Pandas: DataFrame.to_string truncates long strings

Created on 2 Apr 2015 · 23Comments · Source: pandas-dev/pandas

I am calling to_string() without any parameters and it beautifully fixed-formatted my dataframe apart from my very wide filename column, that is being truncated with "...". How can I avoid that?

                                            FILENAME  OBS_ID  XUV  
0  'mvn_iuv_l1a_IPH3-cycle00007-mode040-muvdark_2...      40  MUV  
1  'mvn_iuv_l1a_IPH2-cycle00047-mode050-muvdark_2...      50  MUV  
2  'mvn_iuv_l1a_apoapse-orbit00127-mode2001-muvda...    2001  MUV  
3  'mvn_iuv_l1a_APP1-orbit00087-mode1031-fuvdark_...    1031  FUV  
4  'mvn_iuv_l1a_IPH2-cycle00005-mode060-fuvdark_2...      60  FUV

I tried calling it like this, but to no avail (same output):

with open('test_summary_out.txt','w') as f:
    f.write(summarydf.head().to_string(formatters={'filename':lambda x: "{:100}".format(x)}))

• LISTED ENTRIES
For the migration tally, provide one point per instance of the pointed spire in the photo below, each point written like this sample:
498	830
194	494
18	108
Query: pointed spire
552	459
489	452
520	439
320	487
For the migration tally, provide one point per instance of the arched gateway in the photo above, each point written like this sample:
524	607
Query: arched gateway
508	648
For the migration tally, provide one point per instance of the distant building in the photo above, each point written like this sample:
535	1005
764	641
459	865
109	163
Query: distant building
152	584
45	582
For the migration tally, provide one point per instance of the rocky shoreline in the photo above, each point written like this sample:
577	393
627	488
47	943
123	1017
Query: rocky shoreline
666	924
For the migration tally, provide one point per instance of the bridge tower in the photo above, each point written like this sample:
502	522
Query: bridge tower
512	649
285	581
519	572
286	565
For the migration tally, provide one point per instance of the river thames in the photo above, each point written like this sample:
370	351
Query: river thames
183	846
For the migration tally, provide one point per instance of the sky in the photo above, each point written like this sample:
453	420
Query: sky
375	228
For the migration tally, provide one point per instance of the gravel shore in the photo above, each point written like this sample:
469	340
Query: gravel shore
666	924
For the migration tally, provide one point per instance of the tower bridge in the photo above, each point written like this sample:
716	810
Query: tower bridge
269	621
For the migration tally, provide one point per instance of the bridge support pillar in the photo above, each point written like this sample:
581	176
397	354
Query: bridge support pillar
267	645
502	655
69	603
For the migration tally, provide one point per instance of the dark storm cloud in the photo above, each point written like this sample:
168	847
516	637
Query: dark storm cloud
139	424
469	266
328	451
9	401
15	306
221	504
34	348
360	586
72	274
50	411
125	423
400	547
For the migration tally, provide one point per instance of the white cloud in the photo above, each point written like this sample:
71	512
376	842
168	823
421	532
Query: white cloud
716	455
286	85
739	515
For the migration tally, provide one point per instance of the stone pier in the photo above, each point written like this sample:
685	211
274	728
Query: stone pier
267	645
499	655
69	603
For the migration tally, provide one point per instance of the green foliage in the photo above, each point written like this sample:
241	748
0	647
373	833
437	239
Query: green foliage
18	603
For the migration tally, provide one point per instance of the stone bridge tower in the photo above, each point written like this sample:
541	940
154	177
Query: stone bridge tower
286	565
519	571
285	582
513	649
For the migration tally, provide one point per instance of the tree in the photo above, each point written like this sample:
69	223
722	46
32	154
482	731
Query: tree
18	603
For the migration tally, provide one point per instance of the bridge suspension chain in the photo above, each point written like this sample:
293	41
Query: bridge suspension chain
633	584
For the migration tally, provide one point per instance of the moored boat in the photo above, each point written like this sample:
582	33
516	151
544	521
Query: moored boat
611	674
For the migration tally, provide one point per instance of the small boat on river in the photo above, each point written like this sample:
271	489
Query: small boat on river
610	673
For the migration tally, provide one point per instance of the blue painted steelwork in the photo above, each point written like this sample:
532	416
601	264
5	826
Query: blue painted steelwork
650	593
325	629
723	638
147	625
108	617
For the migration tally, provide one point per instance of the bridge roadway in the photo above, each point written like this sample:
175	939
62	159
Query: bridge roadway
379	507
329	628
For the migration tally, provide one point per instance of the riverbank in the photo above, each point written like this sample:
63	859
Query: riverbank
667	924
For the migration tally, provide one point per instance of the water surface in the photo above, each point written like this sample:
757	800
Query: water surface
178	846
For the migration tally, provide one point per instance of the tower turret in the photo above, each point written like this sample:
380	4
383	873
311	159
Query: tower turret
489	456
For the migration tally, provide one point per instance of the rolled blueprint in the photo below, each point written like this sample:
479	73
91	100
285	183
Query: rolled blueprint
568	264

• TO-DO LIST
**A.** Write out the passage of the pandas thread from "Created on 2" up to and including "I avoid that?".
**B.** Answer these questions using the pandas thread:
(i) On what date was the thread created?
(ii) With what characters is the filename column being truncated?
(iii) To what file does the attempted code write its output?

• RESPONSE LIST
**A.**
Created on 2 Apr 2015 · 23Comments · Source: pandas-dev/pandas

I am calling to_string() without any parameters and it beautifully fixed-formatted my dataframe apart from my very wide filename column, that is being truncated with "...". How can I avoid that?

**B.**
(i) 2 Apr 2015
(ii) "..."
(iii) test_summary_out.txt